Can you condense the paragraph beginning "Chancellor Rachel Reeves confirmed" in the UK Budget passage into a shorter version that keeps its main facts?

■ PROVIDED PASSAGE:

»»

The UK prime minister said that “nobody wants tax rises, least of all me, so we will do the hard work in this Budget” in order to rebuild the country, as he raised the prospect of significant increases.
However, he told an audience in Birmingham that “I can’t give you a cast iron guarantee that never again in any Budget will there be any adjustment to tax because we just don’t know what’s round the corner”, as he cited the Ukraine war and Covid-19 pandemic as examples of unexpected surprises.
Speaking on Monday in his final pitch to the public two days ahead of the Budget — Labour’s first in almost 15 years — Starmer said his international investment summit earlier this month was a “proof point” that investors had confidence in his agenda.
The Budget is expected to contain up to £40bn of tax rises and spending cuts along with extra borrowing of about £20bn a year to fund investment in the NHS, schools, green energy and transport projects.
Starmer also argued that his government’s plan to borrow more for capital expenditure would not push up interest rates.
Chancellor Rachel Reeves confirmed last week that she was rewriting the fiscal rules to include government assets in the UK’s measure of debt. She is expected to fund about £20bn a year of extra investment with increased borrowing facilitated by this move.
Yields on government debt have risen in part because of concerns about higher borrowing. The benchmark 10-year gilt yield climbed as high as 4.29 per cent on Monday, its highest since early July, before slipping back later.

««

■ EXTRACTED RECORDS:
»»

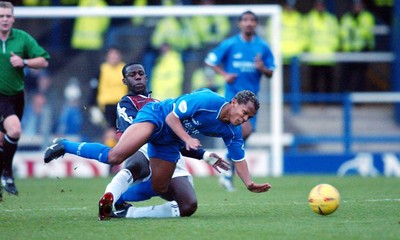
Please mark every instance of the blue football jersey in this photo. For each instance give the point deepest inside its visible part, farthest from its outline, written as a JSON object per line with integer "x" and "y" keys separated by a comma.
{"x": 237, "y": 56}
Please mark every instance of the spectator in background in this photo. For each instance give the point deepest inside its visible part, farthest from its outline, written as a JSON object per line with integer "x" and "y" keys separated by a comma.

««
»»

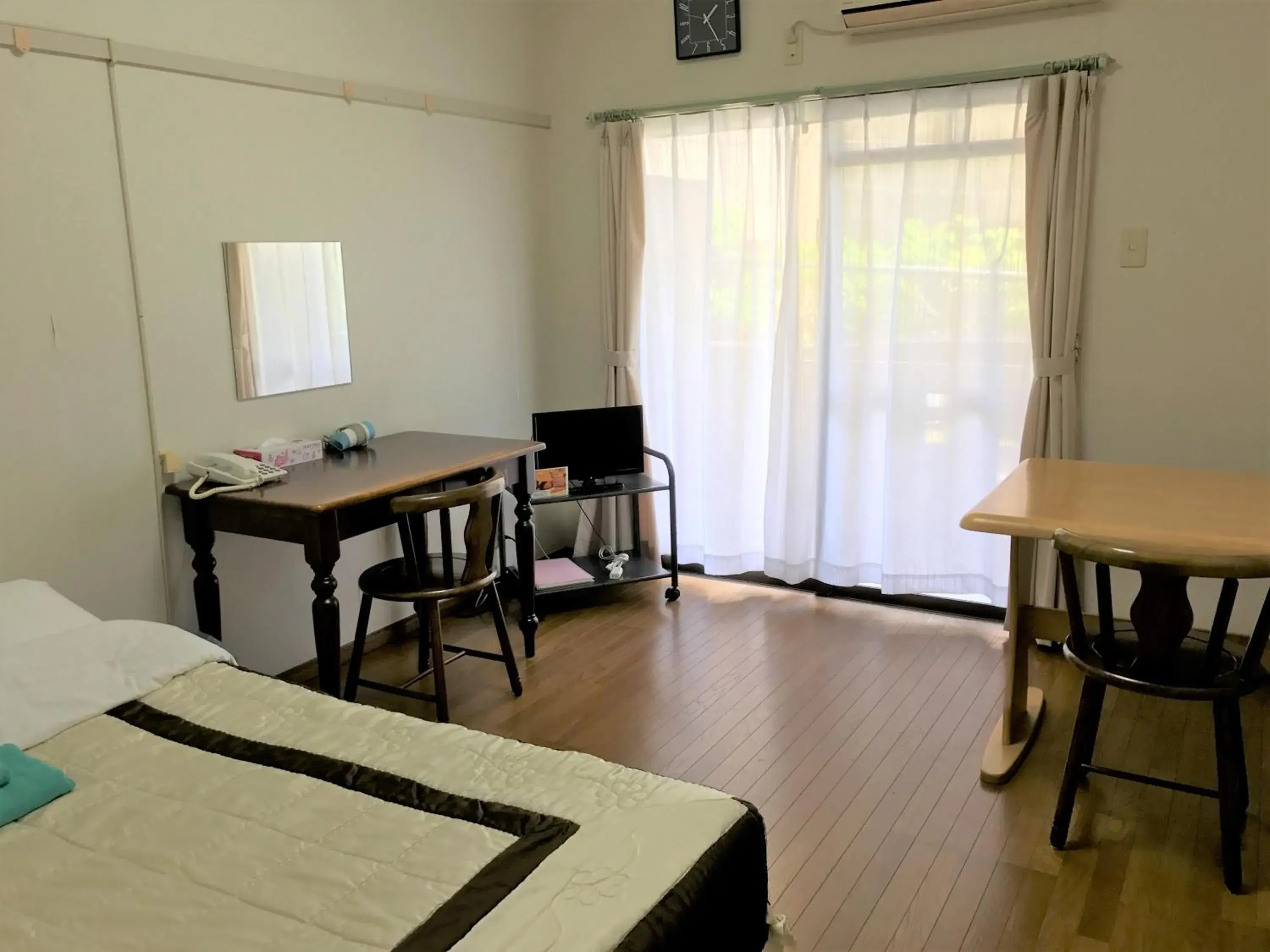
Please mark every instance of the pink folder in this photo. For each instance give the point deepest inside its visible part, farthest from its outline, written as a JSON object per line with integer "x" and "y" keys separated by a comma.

««

■ EXPECTED ANSWER:
Last week, Chancellor Rachel Reeves confirmed she was rewriting the fiscal rules so that government assets count in the UK's measure of debt. This change is expected to allow increased borrowing to fund about £20bn a year of extra investment.